Una casa para vivir, para compartir, salpicada de muebles y objetos del Rastro y de anticuarios, y con un vestidor deslumbrante.
Una casa en la que escribir (Elvira anda liada con un guion para cine que protagonizará su amigo Javier Cámara) y en la que leer (su larga y nutrida librería, que simula una biblioteca pública, es una de las joyas).
La autora pasa aquí seis meses al año, de junio a diciembre
. Y durante ese tiempo trabaja en ella, recibe a sus amigos y a sus cuatro hijos –que tienen aquí un lugar al que volver–.
El resto, la parte más dura del invierno y la primavera, lo vive en Nueva York, donde su marido, el escritor Antonio Muñoz Molina, da clases en la Universidad de Columbia. Y donde guarda los abrigos para estar bajo cero.
¿Prefiere la de Madrid o la de Nueva York? «Las dos las he hecho mías.
No podría vivir con sensación de provisionalidad, así que me acomodo a cada una», apunta la escritora, que ha creado dos hogares a los que adapta su vida.
Un detalle: la neoyorquina está situada en un barrio de escritores y periodistas, junto al río Hudson, «donde se puede bajar en pijama a pasear al perro, las mujeres van desaliñadas y es imposible competir en extravagancia», advierte Lindo.
De ese Nueva York personal, descubierto en sus paseos cotidianos, habla uno de sus últimos libros, Lugares que no quiero compartir con nadie (Seix Barral).
Pero ese desaliño de allí no es muy de la escritora, nacida en Cádiz.
Solo hay que verla con el vestido de flores, sesentero de veras, de Corachán y Delgado, que se compró recién aterrizada en Madrid.

→ **Datos proporcionados**

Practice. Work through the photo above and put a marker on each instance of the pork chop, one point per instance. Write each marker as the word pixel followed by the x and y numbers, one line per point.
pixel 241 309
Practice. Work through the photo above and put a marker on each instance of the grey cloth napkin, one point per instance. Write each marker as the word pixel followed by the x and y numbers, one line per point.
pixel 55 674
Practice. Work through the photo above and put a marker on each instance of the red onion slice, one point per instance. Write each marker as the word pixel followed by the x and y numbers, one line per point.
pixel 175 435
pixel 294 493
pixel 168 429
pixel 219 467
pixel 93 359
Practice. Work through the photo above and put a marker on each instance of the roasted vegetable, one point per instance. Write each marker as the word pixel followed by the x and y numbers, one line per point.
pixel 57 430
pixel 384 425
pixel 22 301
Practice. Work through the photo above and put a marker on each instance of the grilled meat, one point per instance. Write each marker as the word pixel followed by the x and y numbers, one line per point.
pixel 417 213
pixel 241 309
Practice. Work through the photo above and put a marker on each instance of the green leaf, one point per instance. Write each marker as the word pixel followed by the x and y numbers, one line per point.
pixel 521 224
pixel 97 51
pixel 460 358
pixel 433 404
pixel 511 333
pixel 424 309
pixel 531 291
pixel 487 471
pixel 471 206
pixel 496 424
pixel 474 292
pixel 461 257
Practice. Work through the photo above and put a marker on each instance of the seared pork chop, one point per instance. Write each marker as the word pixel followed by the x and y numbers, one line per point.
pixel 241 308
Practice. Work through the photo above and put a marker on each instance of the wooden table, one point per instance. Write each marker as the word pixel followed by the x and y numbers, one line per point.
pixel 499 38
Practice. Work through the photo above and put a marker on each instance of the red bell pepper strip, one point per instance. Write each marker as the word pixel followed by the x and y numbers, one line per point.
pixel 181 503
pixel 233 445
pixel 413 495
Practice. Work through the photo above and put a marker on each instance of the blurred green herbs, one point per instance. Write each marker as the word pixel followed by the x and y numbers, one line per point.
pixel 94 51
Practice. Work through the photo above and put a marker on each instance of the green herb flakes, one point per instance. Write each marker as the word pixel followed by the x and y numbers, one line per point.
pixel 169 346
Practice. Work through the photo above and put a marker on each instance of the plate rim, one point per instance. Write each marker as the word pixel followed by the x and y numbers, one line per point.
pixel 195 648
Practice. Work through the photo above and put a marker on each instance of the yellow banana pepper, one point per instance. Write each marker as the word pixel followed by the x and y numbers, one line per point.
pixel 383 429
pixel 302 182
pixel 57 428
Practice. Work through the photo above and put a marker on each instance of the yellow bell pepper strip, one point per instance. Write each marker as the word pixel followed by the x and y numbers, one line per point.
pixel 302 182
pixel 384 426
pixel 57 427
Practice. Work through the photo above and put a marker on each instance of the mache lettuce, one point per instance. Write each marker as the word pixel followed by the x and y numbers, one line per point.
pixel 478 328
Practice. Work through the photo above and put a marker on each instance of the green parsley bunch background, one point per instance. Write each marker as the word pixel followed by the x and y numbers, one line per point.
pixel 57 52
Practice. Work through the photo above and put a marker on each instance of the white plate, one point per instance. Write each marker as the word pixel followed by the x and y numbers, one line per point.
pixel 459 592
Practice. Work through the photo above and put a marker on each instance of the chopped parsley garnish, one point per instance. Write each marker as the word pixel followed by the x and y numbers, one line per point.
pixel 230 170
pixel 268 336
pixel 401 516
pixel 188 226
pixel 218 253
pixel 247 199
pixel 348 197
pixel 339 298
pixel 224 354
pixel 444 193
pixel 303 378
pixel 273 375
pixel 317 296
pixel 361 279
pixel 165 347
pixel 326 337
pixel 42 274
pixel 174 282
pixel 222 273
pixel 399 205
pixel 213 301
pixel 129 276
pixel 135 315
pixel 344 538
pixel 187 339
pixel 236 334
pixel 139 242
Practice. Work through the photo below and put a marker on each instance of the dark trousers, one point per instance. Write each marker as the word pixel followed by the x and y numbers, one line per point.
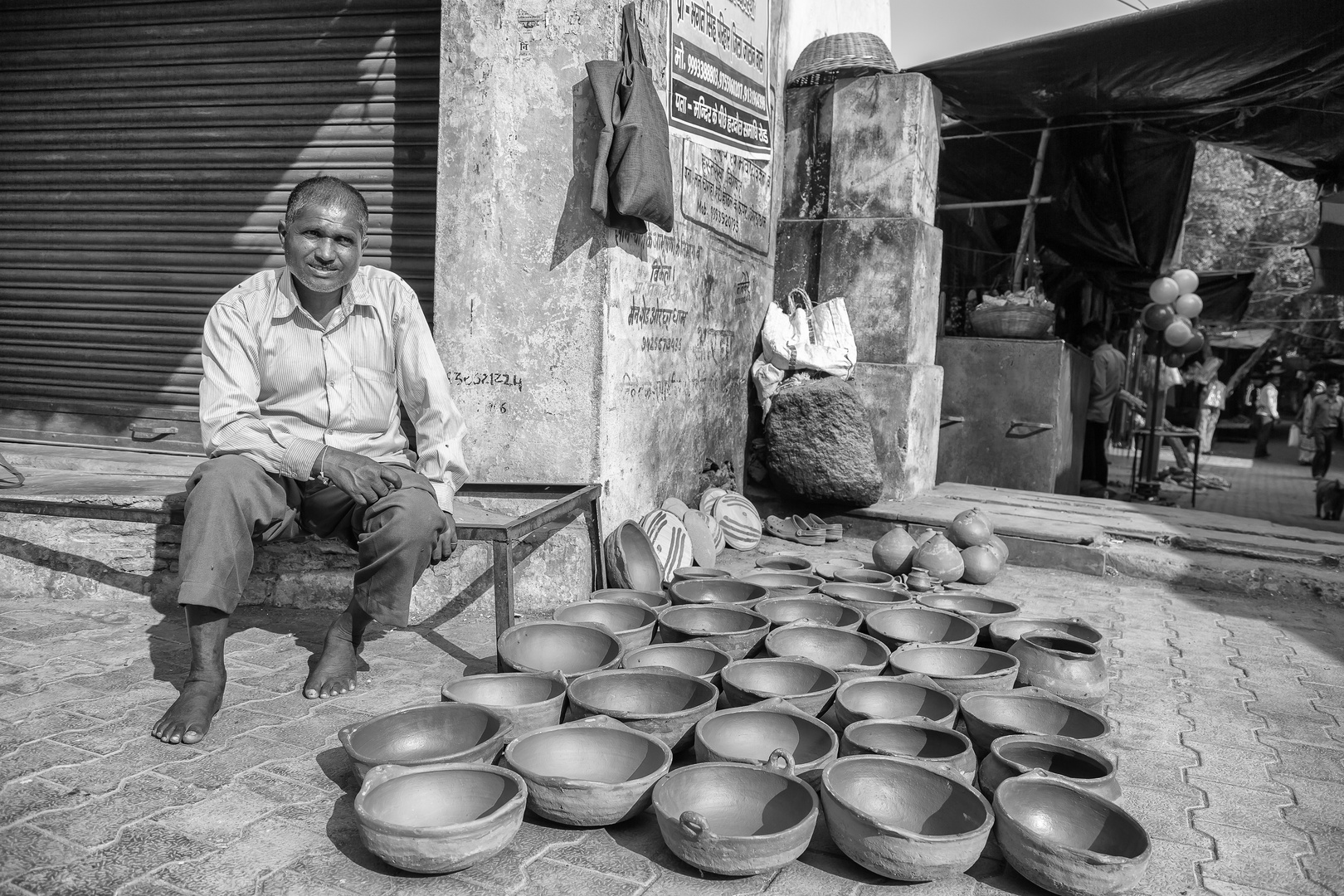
pixel 1094 451
pixel 233 504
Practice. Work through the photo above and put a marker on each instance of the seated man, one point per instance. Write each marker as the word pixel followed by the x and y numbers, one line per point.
pixel 305 370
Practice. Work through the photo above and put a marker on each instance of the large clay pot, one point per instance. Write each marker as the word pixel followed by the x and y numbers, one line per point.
pixel 1058 757
pixel 530 700
pixel 802 684
pixel 589 772
pixel 1066 666
pixel 735 820
pixel 1068 840
pixel 441 817
pixel 657 702
pixel 902 820
pixel 427 735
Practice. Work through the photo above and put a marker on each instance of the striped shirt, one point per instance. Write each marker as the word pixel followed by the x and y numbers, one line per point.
pixel 279 387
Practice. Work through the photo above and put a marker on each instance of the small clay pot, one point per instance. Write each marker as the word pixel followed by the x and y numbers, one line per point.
pixel 894 698
pixel 913 624
pixel 902 820
pixel 1027 711
pixel 696 659
pixel 802 684
pixel 441 817
pixel 1058 757
pixel 589 772
pixel 735 820
pixel 926 743
pixel 530 700
pixel 730 627
pixel 850 653
pixel 572 648
pixel 632 624
pixel 957 670
pixel 815 607
pixel 1066 666
pixel 657 702
pixel 437 733
pixel 1068 840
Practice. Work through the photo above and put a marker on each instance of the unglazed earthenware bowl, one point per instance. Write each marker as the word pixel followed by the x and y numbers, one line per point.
pixel 1068 840
pixel 589 772
pixel 437 733
pixel 902 820
pixel 441 817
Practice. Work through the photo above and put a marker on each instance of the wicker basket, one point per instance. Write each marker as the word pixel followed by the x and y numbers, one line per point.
pixel 843 56
pixel 1012 321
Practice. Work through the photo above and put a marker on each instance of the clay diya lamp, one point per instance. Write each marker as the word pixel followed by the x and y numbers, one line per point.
pixel 914 624
pixel 800 683
pixel 632 624
pixel 894 698
pixel 589 772
pixel 530 700
pixel 696 659
pixel 733 629
pixel 850 653
pixel 437 733
pixel 1006 633
pixel 1069 840
pixel 1069 668
pixel 657 702
pixel 902 820
pixel 957 670
pixel 1057 757
pixel 734 820
pixel 441 817
pixel 1027 711
pixel 753 733
pixel 923 742
pixel 815 607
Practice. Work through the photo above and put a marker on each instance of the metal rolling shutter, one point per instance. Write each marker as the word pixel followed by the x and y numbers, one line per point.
pixel 145 155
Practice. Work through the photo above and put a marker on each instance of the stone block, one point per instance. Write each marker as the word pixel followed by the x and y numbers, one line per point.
pixel 888 271
pixel 903 402
pixel 884 148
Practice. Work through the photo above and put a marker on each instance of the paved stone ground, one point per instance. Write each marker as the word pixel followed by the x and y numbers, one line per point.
pixel 1227 716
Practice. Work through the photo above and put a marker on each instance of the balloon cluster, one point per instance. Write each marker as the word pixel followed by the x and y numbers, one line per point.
pixel 1171 316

→ **Ejercicio**
Por favor, reescribe la parte del fragmento del documento que empieza con las palabras "Una casa en" y termina con "adapta su vida.", reemplazando "seis meses" por "siete meses".

→ **Solución**
Una casa en la que escribir (Elvira anda liada con un guion para cine que protagonizará su amigo Javier Cámara) y en la que leer (su larga y nutrida librería, que simula una biblioteca pública, es una de las joyas).
La autora pasa aquí siete meses al año, de junio a diciembre
. Y durante ese tiempo trabaja en ella, recibe a sus amigos y a sus cuatro hijos –que tienen aquí un lugar al que volver–.
El resto, la parte más dura del invierno y la primavera, lo vive en Nueva York, donde su marido, el escritor Antonio Muñoz Molina, da clases en la Universidad de Columbia. Y donde guarda los abrigos para estar bajo cero.
¿Prefiere la de Madrid o la de Nueva York? «Las dos las he hecho mías.
No podría vivir con sensación de provisionalidad, así que me acomodo a cada una», apunta la escritora, que ha creado dos hogares a los que adapta su vida.